Passage shown
* START *

What I'm going to do is to set a hard limit for StreetMerchant's RAM and CPU loads. If this does not help, it must be a StreetMerchant problem.

anthonytam commented 3 years ago

If you're still experiencing crashing after setting RAM and CPU limits, have you looked at the kernel logs? Perhaps this will contain information of killed processes / kernel panics. The only material difference I can think of between our systems is the use of a hypervisor and the age of the CPU. I would be interested in seeing if the kernel logs point to a specific crash culprit.

For context behind system performance, I am running the application with all Canadian retailers selected and all GPUs. The host machine has an Intel Xeon E3-1270 v6 with 6 of 8 cores assigned to the street merchant VM (I sit at ~40% utilization) and have 4GB of RAM assigned to the VM (I normally have 1 to 2GB of free RAM).

shindouj commented 3 years ago

have you looked at the kernel logs?

As I have mentioned previously, no system logs (kernel, syslog, messages, etc. etc.) contain any remark about the shutdown reason. Hetzner has performed a short review of my machine and they claim everything is up to their standards (including cooling).

I have since limited the Docker container to 2 CPU cores (it utilizes 100% of its limit) and to 8 GB of RAM (which it never even touched). It's been working for the last few hours without a hitch - I'll update this issue when it works stable for a day or so.

I still think such a trivial task should not involve so much system resources, but it is what it is. Would it be too much to ask you to clarify why you settled for using full Chromium instance(s) instead of a simpler HTTP(S) client like curl?

anthonytam commented 3 years ago

Sorry I missed that, I just wanted to ensure system logs included the kernel entries. Unfortunately I don't have and CPUs on hand around the same age so I'm not able to test a similar configuration to you; I haven't been able to replicate the issue in docker with what I have (Some older, some newer chips)

Would it be too much to ask you to clarify why you settled for using full Chromium instance(s) instead of a simpler HTTP(S) client like curl?

I can't speak to the initial implementation of the application, however I can mention my experiences with web scraping in the past

Unfortunately in the current state of most modern websites, JavaScript has become a requirement in order for most websites to load dynamic data. In the context of streetmerchant, without JS most sites would not load their stock numbers. Curl doesnt have capabilities of running any JS / modifying the DOM for any dynamic elements. A few years ago, PhantomJS was quite popular for this reason, however support for it has been quite up and down now. Currently, the only reliable way to perform any kind of web scraping for dynamic client context is to spin up a full browser engine and render the page allowing you to mimic interactions on the site (For example, some sites don't by default load the full page, you need to scroll down before more page data is requested in JS). It's bulky but unfortunate the most reliable.

benben commented 3 years ago

I am wondering myself but streetmerchant takes A LOT of resources. If I limit the CPUs through docker to anything less than 3, it starts failing and timing out. I can think of two ways a fluent typescript/JS ecosystem person could try: Spawn less chrome instances or reuse open chrome instances. It looks like it spins up a chrome for every request. Can this confirm someone?

wofnull commented 3 years ago

it actually work with pupeteer in the background, which only spawns one chrome instance and lets it stay open, spawning for every request a new thread.

Chromium itself is optimized for max performance and stability, using all available ressources by design, therefore if you open a new tab, it creates an additional (or more) process per tab and closes it when the tab closes. this leads to a strong system lag when many requests happen at once.

* END *

Data segment

* START *

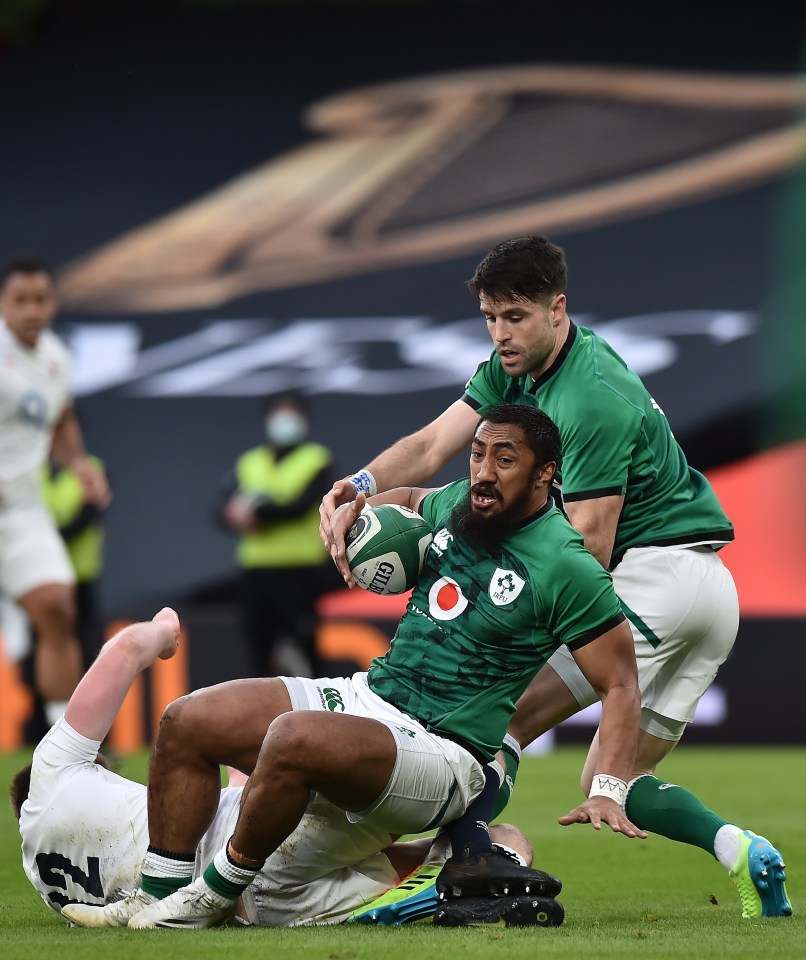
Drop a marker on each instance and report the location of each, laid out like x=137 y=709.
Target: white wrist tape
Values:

* END *

Tasks
a - Answer from the streetmerchant thread:
(i) What CPU does anthonytam's host machine have?
(ii) To how many CPU cores and how much RAM did shindouj limit the Docker container?
(iii) According to wofnull, how many chrome instances does puppeteer spawn?
b - Reproduce the streetmerchant thread from "Unfortunately in the" up to and including "the most reliable.".
The material has no connection to the streetmerchant thread.

Exercise solutions
a -
(i) An Intel Xeon E3-1270 v6.
(ii) 2 CPU cores and 8 GB of RAM.
(iii) One, which stays open.

b -
Unfortunately in the current state of most modern websites, JavaScript has become a requirement in order for most websites to load dynamic data. In the context of streetmerchant, without JS most sites would not load their stock numbers. Curl doesnt have capabilities of running any JS / modifying the DOM for any dynamic elements. A few years ago, PhantomJS was quite popular for this reason, however support for it has been quite up and down now. Currently, the only reliable way to perform any kind of web scraping for dynamic client context is to spin up a full browser engine and render the page allowing you to mimic interactions on the site (For example, some sites don't by default load the full page, you need to scroll down before more page data is requested in JS). It's bulky but unfortunate the most reliable.